---- EXCERPT PROVIDED

As South Park: Post Covid itself goes – well, it’s a long-established franchise treading water. And well they might do, considering they’ve been granted a raft of fourteen more films by their benevolent teevee gods. It’s not as if they need to turn out anything groundbreaking to keep the regular bushels of money coming in.

Far more than the other long-running animated shows, South Park has been willing to change things up, as we established when we came in. But using a light veneer of comedy as a vehicle to comment on current events is something they’ve been doing for a long time now (and is hardly a formula exclusive to their show).

On the other hand, using their established cinematic universe – a phrase I do not like deploying – as a foundation for branching into entirely different genres would be a new phase for South Park. The nearest they’ve come to that was with their Halloween specials, like The Simpsons’ Treehouses of Horror an excuse to deploy some non-canonical spookiness, but even those weren’t a full genre shift.

Now, with an order of fourteen films to fill, we could well see them charge headlong down this route. However, they’ll have a tough time coming up with any raw material quite so substantial as a global pandemic. And even the Post Covid duology couldn’t spin two hours out of that alone, drawing in various other trends of the age (as well as the Japanese-flavoured billboards from Blade Runner, a reference they seem a bit too proud of).

What’s perhaps most illustrative of Post Covid’s tendency to hold up South Park’s various clowns like real dramatis personae – and of obvious routes of comic potential being blithely left unfulfilled – is the adult Cartman converting to Judaism. Kyle immediately suspects this is building to something, some grand final punchline after in-universe years of buildup, and the audience probably do too.

Yet even this, the fundamentally ridiculous image of cartoon anti-semite Cartman sporting a yarmulke, is ultimately played straight. And when Cartman gets the bad future which, in all honesty, he deserves, this too isn’t played for yuks (as it has been in the past) but instead as a ghost at the feast, a bleak, sobering moment in an otherwise happy ending.

--------

# TASK SET:
[1] In the South Park review, what religion does the adult Cartman convert to?
[2] Write the next few paragraphs of the South Park review, picking up after its last sentence.
The listing after this has no connection to the South Park review.

---- INFORMATION GIVEN

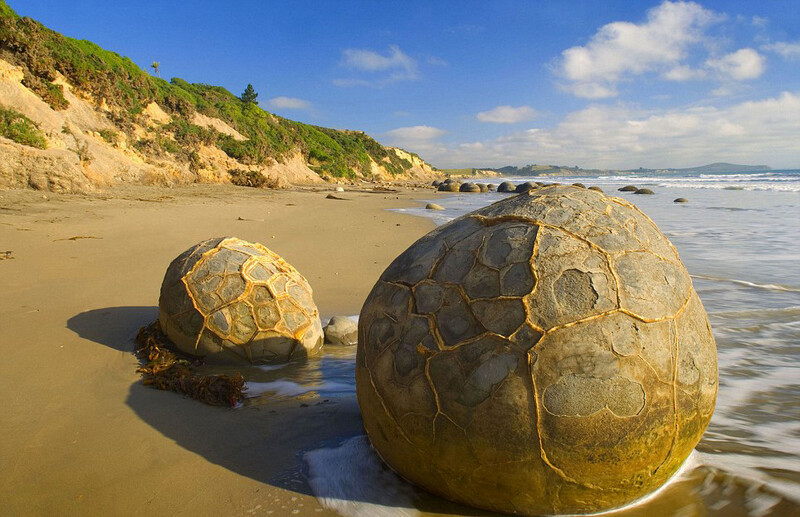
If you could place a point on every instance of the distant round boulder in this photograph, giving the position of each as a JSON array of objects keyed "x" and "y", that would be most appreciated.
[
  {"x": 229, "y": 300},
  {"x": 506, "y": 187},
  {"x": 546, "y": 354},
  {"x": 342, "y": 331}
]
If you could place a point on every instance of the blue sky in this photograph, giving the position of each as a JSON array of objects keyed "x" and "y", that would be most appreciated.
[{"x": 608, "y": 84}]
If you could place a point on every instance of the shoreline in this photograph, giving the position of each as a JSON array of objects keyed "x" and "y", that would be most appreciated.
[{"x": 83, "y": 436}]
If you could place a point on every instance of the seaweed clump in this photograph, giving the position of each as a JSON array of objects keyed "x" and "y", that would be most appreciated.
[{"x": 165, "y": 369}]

--------

# RESULTS IN ORDER:
[1] Judaism.

[2]
Lest we forget, it’s Cartman who has always obviously been the show’s breakout character: an eight-year-old Archie Bunker whose bigotry could be plausibly put down to his youth (but still be appreciated by actual bigots), a prototype for the many id-unleashed comic creations who followed in his wake, and occasionally the mouthpiece for any common-sense moral lessons too spicy to plausibly be given to Kyle. Of South Park’s four protagonists, everyman Stan is the closest to the classic image of the main character, but Cartman, the livelier token evil teammate, is surely a close second. He’s certainly the one most people identify with, even if this is in a guilty-pleasure sort of way. And this is the character who Post Covid’s better future, where everything worked out, brings low.

As a narrative choice, this is something out of the morality plays of old – the bad guys are punished for their misdeeds, and the good guys are rewarded. But given the complicated path Cartman treads through Post Covid, calling him a ‘bad guy’ based on that is a little simplistic. It can only make sense in considering the show as a whole, with the quarter-century of plots that have accumulated in his eight-year-old body (during which, yes, he’s clocked up any number of atrocities). And here, again, we return to Post Covid’s strange position, not simply leaning heavily on all that prior canon but being absolutely incomprehensible without it.

You’ve already seen me recoil from the phrase ‘cinematic universe’, but that’s all too clearly what’s going on here – especially with the raft of twenty more upcoming films. Gone are the days when South Park was the cultural rebel, cocking a stop-motion snook at authority. Now, it is the establishment, and its followers revere its canon as religiously as a classicist would Ovid’s Metamorphoses, as much as it might still want to pretend it’s the silly paper-doll show about fart jokes. Like any twenty-something, it finds itself somewhat displaced.